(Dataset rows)

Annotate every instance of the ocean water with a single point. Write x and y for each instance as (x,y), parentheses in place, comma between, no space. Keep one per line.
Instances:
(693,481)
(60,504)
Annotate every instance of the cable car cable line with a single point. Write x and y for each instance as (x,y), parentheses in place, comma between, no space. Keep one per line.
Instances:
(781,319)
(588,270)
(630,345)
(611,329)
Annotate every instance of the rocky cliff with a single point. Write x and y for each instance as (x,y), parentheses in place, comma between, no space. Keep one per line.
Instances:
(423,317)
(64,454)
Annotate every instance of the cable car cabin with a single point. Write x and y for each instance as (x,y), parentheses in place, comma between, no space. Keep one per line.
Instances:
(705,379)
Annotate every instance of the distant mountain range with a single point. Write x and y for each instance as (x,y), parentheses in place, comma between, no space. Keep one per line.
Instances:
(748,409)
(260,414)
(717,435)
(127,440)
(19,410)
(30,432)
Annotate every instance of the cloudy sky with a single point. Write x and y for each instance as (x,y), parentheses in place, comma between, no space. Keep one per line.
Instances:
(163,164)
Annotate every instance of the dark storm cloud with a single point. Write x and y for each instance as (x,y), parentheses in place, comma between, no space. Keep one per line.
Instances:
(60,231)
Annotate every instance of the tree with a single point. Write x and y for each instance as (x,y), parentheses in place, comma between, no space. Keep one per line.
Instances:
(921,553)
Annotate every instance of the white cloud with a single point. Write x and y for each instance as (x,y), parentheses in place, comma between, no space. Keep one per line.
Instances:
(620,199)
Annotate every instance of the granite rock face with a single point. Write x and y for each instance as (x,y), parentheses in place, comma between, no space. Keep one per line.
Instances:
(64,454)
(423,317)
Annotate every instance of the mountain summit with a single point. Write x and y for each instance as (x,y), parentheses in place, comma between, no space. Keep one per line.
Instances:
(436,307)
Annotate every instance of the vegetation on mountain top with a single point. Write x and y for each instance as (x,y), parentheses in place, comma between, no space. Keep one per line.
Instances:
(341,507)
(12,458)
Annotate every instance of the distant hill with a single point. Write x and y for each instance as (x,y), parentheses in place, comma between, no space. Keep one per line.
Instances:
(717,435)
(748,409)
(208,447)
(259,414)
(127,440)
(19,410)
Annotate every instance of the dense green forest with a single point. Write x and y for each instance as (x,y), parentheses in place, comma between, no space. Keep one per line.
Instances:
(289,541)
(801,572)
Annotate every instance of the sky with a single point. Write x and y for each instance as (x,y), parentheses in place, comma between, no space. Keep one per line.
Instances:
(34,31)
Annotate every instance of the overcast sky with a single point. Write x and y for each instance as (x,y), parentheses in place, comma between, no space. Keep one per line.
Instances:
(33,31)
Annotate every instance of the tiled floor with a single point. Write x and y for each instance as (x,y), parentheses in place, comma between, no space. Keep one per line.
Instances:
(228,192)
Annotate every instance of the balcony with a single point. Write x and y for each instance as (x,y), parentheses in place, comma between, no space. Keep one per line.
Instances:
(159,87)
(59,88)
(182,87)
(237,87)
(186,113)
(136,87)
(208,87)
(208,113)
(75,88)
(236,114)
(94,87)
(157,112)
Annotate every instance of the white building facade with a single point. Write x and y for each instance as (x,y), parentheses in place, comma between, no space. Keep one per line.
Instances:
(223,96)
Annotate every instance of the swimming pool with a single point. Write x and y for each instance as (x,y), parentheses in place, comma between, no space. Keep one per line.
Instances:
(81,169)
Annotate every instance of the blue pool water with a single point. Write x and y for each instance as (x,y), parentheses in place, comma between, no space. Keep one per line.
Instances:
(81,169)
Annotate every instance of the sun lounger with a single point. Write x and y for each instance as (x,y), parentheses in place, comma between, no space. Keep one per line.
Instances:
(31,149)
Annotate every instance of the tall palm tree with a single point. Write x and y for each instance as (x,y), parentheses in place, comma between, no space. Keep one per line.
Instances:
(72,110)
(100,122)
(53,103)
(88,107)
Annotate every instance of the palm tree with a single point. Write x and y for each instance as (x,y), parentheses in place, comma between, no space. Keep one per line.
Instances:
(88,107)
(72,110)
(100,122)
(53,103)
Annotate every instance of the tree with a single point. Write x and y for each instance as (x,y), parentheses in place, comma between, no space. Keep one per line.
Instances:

- What is asked -
Retype every one of the entries above without changing a single character.

- Final answer -
Annotate every instance of the ocean water with a single point. Write x and y for each instance as (x,y), parentheses in place, comma between, no space. Keep one per line.
Instances:
(693,481)
(60,504)
Annotate every instance of the cable car cable line with a single point. Write x and y for each instance as (x,y), parentheses in place, comma between, no space. Keep one per line.
Instances:
(781,319)
(588,270)
(630,345)
(611,329)
Annotate every instance of the rocky cliff with a single point. Write x and y for each instance as (x,y), parentheses in place, comma between, no space. Keep one per line.
Instances:
(423,317)
(64,454)
Annotate every instance of the cable car cabin with a single point. Write x and y for each instance as (x,y), parentheses in place, comma between, no space. Keep one per line.
Instances:
(705,379)
Annotate every instance of the distant mountain range with a single point. Write x and y for each instance as (x,y), parentheses in place, comma between, no space. Keep one per line.
Instances:
(748,409)
(260,414)
(717,435)
(127,440)
(19,410)
(30,432)
Annotate every instance of the cloudy sky with a single point. Write x and y for each instance as (x,y), parentheses in place, comma between, no space. Keep one per line.
Instances:
(163,164)
Annotate every instance of the dark storm cloud with a single point. Write x and y for each instance as (x,y), parentheses in place, comma between, no space. Keep one per line.
Instances:
(60,231)
Annotate every instance of the tree with a single point. Write x and y for each instance as (x,y), parentheses in place, comma between, no space. Keep one per line.
Instances:
(921,553)
Annotate every instance of the white cloud with a single point. Write x and y for each instance as (x,y), parentheses in place, comma between, no space. Keep one per line.
Instances:
(620,199)
Annotate every instance of the granite rock face with a single point. Write x and y for each instance as (x,y), parentheses in place, comma between, no space. Keep one per line.
Instances:
(64,454)
(423,317)
Annotate every instance of the mountain summit with a single point. Write x and y for each instance as (x,y), parentheses in place, comma between, no space. Keep one per line.
Instances:
(436,307)
Annotate every instance of the vegetation on mountain top with a single point. Write x and y for each instance as (x,y), parentheses in place, comma between, no space. Keep one per line.
Instances:
(341,507)
(12,458)
Annotate every instance of the distant hill with a single point. Write x and y for each instance as (x,y), parentheses in place, comma between, no space. Keep one per line.
Instances:
(717,435)
(748,409)
(208,447)
(259,414)
(127,440)
(19,410)
Annotate every instance of the dense green forest with a single point. Write x and y for each instance as (x,y), parentheses in place, comma between, no space. Keep one per line.
Instances:
(289,541)
(801,572)
Annotate every instance of the sky with a single point. Write x and y for each instance as (x,y), parentheses in place, comma between, no space. Keep one per line.
Instances:
(34,31)
Annotate every instance of the overcast sky with a single point. Write x and y for each instance as (x,y), parentheses in place, comma between, no space. Keep one per line.
Instances:
(33,31)
Annotate every instance of the tiled floor with a single point. Write x and y for each instance as (x,y), parentheses in place, comma between, no space. Keep one per line.
Instances:
(228,192)
Annotate every instance of the balcony with a single point. Write x and y for each instance as (x,y), parentheses in place, comma between, no space. Keep one per line.
Instances:
(159,87)
(59,88)
(182,87)
(237,87)
(186,113)
(136,87)
(208,87)
(208,113)
(75,88)
(236,114)
(94,87)
(157,112)
Annotate every instance of the white building facade with a single point. Write x and y for each instance as (x,y), parentheses in place, comma between, no space. Keep one per line.
Instances:
(223,96)
Annotate every instance of the swimming pool with a single point. Write x and y for each instance as (x,y), parentheses in place, comma between, no space. Keep one per line.
Instances:
(81,169)
Annotate every instance of the blue pool water with a single point. Write x and y for each instance as (x,y), parentheses in place, comma between, no space. Keep one per line.
Instances:
(81,169)
Annotate every instance of the sun lounger with a single point. Write x and y for each instance as (x,y), parentheses in place, comma between, no space. Keep one per line.
Instances:
(31,149)
Annotate every instance of the tall palm tree with a single point. Write x and y for each instance as (x,y), parentheses in place, comma between, no space. Keep one per line.
Instances:
(72,110)
(100,122)
(53,103)
(88,107)
Annotate every instance of the palm tree with a single point. Write x and y for each instance as (x,y), parentheses in place, comma between, no space. Keep one per line.
Instances:
(88,107)
(72,110)
(100,122)
(53,103)
Annotate every instance of the tree with a single point. Write x and y for each instance as (x,y), parentheses in place, comma between, no space. Keep one per line.
Instances:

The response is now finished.